» PASSAGE PROVIDED

Temporal Prediction is integrated across the entity intelligence, alert management, and command dashboard layers of the platform. Forecast scores appear as forward-looking indicators on entity profiles, complementing the backward-looking recency scores provided by the temporal decay scoring component. Predicted activity windows can be referenced in alert rule conditions and displayed as timeline overlays on geospatial command views. The GraphQL API exposes forecast queries and on-demand recomputation mutations with full organisation-scoped access control, allowing external command systems and partner agency portals to retrieve predictions programmatically without duplicating analytical infrastructure.

Open Standards#

  • ARIMA / SARIMAX (Box-Jenkins methodology): The AutoRegressive Integrated Moving Average family of time-series models, standardised through the Box-Jenkins methodology, provides the core forecasting engine for event count series with trend and seasonal components.
  • ISO 8601 / RFC 3339: All forecast valid-from and valid-to timestamps, look-ahead window boundaries, and outcome log entries are stored and transmitted in ISO 8601 UTC format to ensure unambiguous time-zone handling across multi-jurisdiction deployments.
  • GraphQL (June 2018 specification): Forecast queries, on-demand recomputation mutations, and outcome feedback mutations are all exposed through a typed GraphQL API, enabling interoperable access from any compliant client.
  • GeoJSON (RFC 7946): When temporal predictions are associated with geographic zones or patrol beats, the associated area geometry is represented as GeoJSON Feature objects for interoperability with GIS and mapping systems.

» REQUIRED WORK
Using the passage about Temporal Prediction, answer these:
1. On entity profiles, what do the forecast scores complement?
2. In what format are forecast valid-from and valid-to timestamps stored and transmitted?
3. When temporal predictions are associated with geographic zones or patrol beats, how is the associated area geometry represented?
Rely only on the passage about Temporal Prediction and draw on no other source.

(Raw entries)
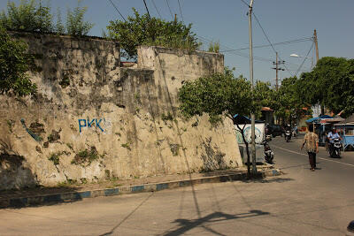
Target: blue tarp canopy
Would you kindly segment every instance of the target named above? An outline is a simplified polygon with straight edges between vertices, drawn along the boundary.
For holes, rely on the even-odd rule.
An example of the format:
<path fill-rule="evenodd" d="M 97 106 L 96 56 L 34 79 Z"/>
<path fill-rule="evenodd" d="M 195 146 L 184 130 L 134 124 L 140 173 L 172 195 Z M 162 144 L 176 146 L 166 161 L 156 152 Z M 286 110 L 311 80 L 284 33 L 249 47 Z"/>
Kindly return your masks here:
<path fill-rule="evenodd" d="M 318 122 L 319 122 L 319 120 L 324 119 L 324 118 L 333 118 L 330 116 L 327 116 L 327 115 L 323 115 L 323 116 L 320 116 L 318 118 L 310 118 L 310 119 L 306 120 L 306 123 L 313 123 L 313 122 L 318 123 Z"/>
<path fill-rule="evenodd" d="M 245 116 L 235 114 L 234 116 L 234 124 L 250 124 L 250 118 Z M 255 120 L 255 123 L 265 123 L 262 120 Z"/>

* * *

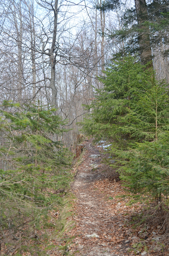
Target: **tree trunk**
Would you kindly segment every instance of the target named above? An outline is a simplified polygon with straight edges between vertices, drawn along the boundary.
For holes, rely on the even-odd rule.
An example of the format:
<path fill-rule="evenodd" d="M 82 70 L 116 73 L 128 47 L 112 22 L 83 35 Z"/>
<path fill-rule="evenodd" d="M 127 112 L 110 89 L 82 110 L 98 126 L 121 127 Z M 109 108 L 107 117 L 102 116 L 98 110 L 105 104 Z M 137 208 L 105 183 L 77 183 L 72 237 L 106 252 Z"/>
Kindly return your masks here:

» RESULT OF THE TASK
1. The backward-looking recency scores provided by the temporal decay scoring component.
2. ISO 8601 UTC format.
3. As GeoJSON Feature objects.